(Location identification items)
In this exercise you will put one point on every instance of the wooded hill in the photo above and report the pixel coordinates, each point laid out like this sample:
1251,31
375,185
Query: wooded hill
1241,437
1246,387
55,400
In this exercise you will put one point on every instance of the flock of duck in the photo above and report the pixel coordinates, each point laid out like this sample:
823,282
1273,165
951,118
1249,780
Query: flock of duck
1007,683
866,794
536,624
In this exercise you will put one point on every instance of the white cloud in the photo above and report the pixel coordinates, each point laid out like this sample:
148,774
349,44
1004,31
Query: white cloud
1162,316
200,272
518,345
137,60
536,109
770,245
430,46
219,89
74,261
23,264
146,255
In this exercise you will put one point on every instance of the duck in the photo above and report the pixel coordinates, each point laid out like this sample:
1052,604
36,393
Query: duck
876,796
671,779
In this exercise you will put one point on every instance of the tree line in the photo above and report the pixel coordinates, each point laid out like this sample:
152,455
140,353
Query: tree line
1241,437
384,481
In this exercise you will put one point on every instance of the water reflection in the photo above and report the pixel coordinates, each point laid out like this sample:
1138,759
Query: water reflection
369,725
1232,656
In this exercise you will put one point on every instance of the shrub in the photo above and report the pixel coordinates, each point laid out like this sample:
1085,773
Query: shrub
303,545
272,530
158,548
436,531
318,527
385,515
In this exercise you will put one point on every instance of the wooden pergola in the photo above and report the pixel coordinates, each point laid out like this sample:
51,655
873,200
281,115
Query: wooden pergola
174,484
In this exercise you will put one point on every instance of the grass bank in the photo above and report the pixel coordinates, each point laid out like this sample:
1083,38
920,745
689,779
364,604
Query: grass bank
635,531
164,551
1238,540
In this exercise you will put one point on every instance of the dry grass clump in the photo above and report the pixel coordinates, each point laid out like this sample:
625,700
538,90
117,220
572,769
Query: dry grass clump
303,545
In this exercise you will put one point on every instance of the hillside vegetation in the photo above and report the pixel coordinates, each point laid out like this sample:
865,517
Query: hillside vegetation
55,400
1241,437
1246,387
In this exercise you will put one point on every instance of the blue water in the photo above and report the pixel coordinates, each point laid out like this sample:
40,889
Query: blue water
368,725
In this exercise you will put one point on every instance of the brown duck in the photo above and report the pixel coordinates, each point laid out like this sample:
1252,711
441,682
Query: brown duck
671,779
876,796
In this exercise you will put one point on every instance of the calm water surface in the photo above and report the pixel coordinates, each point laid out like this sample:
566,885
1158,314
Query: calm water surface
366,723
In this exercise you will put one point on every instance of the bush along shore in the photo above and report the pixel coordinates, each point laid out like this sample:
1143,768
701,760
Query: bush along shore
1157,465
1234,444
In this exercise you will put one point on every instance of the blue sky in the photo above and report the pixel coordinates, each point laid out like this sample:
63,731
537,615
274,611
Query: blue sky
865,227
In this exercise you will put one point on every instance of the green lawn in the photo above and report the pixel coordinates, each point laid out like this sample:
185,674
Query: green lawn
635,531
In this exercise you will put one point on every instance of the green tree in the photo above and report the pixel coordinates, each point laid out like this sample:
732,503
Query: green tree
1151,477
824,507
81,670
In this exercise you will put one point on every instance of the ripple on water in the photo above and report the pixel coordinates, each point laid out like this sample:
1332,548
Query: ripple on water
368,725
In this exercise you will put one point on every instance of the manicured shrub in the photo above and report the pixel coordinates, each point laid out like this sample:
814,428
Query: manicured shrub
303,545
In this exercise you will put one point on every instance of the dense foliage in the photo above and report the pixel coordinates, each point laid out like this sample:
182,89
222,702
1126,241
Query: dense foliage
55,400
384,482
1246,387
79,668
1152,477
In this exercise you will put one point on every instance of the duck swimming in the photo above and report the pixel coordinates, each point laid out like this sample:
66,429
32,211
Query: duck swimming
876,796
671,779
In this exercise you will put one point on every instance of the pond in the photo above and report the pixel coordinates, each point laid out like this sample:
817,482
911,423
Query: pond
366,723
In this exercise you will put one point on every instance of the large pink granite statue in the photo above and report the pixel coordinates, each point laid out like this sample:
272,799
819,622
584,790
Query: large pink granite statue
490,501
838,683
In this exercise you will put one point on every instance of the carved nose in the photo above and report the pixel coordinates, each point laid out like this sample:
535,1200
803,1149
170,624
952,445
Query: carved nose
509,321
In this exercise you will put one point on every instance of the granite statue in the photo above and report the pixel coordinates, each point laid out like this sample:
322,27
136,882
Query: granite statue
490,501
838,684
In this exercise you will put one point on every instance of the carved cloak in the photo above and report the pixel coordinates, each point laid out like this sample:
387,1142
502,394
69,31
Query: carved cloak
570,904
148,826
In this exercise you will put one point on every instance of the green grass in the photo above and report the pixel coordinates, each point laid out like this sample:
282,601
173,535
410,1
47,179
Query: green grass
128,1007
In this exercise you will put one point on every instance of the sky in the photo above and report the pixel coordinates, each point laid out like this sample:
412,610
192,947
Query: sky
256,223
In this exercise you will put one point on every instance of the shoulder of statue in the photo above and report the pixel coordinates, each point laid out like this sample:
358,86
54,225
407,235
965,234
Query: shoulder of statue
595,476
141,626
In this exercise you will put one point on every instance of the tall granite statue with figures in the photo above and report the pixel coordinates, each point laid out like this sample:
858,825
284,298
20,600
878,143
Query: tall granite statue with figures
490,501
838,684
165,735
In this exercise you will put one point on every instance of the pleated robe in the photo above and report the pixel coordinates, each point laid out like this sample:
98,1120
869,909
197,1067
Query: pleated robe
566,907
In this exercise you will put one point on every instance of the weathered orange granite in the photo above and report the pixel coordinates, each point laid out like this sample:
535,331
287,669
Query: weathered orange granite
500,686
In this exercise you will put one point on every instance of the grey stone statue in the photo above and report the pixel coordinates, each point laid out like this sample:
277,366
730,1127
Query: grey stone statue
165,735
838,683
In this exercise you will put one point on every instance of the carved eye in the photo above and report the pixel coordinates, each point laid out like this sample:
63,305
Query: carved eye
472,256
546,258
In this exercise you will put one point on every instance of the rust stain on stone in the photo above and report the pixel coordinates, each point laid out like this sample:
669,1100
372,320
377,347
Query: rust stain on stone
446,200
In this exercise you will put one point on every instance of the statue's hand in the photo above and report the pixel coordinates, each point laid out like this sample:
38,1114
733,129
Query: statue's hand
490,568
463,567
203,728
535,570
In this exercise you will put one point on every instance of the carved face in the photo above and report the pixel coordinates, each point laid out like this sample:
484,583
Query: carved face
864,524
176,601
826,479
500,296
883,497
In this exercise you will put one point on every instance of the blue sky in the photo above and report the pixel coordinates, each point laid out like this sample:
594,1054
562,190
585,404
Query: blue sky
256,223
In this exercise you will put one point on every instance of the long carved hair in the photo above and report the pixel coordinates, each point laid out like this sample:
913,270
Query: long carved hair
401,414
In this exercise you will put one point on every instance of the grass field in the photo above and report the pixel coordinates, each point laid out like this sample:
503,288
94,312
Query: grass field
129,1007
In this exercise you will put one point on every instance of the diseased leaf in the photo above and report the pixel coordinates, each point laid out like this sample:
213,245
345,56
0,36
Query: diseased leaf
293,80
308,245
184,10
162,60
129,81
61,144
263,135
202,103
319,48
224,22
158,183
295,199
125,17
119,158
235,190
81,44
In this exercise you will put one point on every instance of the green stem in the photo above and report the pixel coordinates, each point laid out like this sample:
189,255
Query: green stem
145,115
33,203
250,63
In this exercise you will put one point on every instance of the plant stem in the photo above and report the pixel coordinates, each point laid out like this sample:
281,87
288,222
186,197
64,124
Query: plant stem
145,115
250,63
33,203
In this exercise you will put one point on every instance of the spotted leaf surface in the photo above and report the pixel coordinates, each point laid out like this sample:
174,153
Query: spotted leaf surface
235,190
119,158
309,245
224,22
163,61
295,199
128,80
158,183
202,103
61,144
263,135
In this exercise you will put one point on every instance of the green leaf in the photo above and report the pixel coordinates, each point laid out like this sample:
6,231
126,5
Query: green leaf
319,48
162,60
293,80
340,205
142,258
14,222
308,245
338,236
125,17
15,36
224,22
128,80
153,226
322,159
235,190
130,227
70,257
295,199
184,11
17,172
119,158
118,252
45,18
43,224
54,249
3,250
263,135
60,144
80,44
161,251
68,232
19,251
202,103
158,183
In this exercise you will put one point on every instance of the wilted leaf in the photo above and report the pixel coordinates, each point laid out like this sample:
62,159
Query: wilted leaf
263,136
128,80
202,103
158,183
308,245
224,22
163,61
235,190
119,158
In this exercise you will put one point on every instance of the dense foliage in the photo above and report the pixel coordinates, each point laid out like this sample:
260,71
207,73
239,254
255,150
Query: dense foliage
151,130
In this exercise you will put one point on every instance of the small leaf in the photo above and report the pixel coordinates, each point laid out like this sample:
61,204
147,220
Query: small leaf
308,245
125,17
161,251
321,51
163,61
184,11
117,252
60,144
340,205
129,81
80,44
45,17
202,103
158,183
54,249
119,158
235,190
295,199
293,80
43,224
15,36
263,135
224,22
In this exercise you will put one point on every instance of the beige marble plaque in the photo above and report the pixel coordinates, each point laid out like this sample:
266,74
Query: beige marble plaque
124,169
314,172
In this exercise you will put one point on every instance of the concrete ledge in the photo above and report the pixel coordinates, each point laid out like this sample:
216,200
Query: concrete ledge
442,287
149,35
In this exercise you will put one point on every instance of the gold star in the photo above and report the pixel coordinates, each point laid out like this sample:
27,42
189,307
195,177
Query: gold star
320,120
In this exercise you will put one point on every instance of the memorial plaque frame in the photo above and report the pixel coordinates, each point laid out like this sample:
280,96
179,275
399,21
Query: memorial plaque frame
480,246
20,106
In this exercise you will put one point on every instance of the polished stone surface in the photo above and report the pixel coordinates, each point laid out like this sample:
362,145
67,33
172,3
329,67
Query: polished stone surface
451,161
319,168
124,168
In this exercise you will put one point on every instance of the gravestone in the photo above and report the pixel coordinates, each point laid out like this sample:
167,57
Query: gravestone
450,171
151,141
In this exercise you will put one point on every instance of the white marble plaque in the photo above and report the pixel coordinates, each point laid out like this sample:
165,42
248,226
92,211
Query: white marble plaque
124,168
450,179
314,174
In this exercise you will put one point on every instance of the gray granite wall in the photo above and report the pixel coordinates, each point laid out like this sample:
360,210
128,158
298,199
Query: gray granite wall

Stated task » Print nothing but the lines from the line with "of the beige" to the last line of the records above. Both of those lines count.

Full output »
In this exercise you will put one point on every instance of the beige marble plaque in the photo above and report the pixel coordinates, each point laid out like this sample:
266,74
Query: beige marble plaque
124,169
314,172
In this exercise you will put one point on every instance of the concrete ledge in the photo above and report the pixel coordinates, each point laid out like this sample:
216,200
Query: concrete ledge
442,287
149,35
In this exercise you will put one point on every instance of the gold star in the photo above and report the pixel coordinates, each point laid out like this sample:
27,42
189,307
195,177
Query: gold star
320,120
In this exercise you will put one point on every instance of the memorial plaque frame in the photo above and report the pixel coordinates, each point laid out like this sample:
280,96
179,275
399,21
Query: memorial plaque frame
480,246
20,106
In this exercise you will put one point on every instance of the polished stone surface in the photo above and report the pixel coordinates, each point laid out like this sample:
362,145
67,33
172,3
329,67
Query: polished stone surface
451,161
319,168
124,168
In this exercise you will put one point on every instance of the gravestone in the photo above and report the pixel coordinates, each point laid out like this sample:
167,57
Query: gravestone
450,171
151,141
In this exercise you will put one point on every instance of the white marble plaque in the photo above and report the pixel coordinates, each point laid out like this sample:
165,42
248,226
92,211
Query: white marble plaque
124,168
450,179
314,174
In this exercise you will put one point on every instance of the gray granite wall in the photo above and report the pixel coordinates, each point laid out like this sample:
360,210
128,158
298,199
Query: gray granite wall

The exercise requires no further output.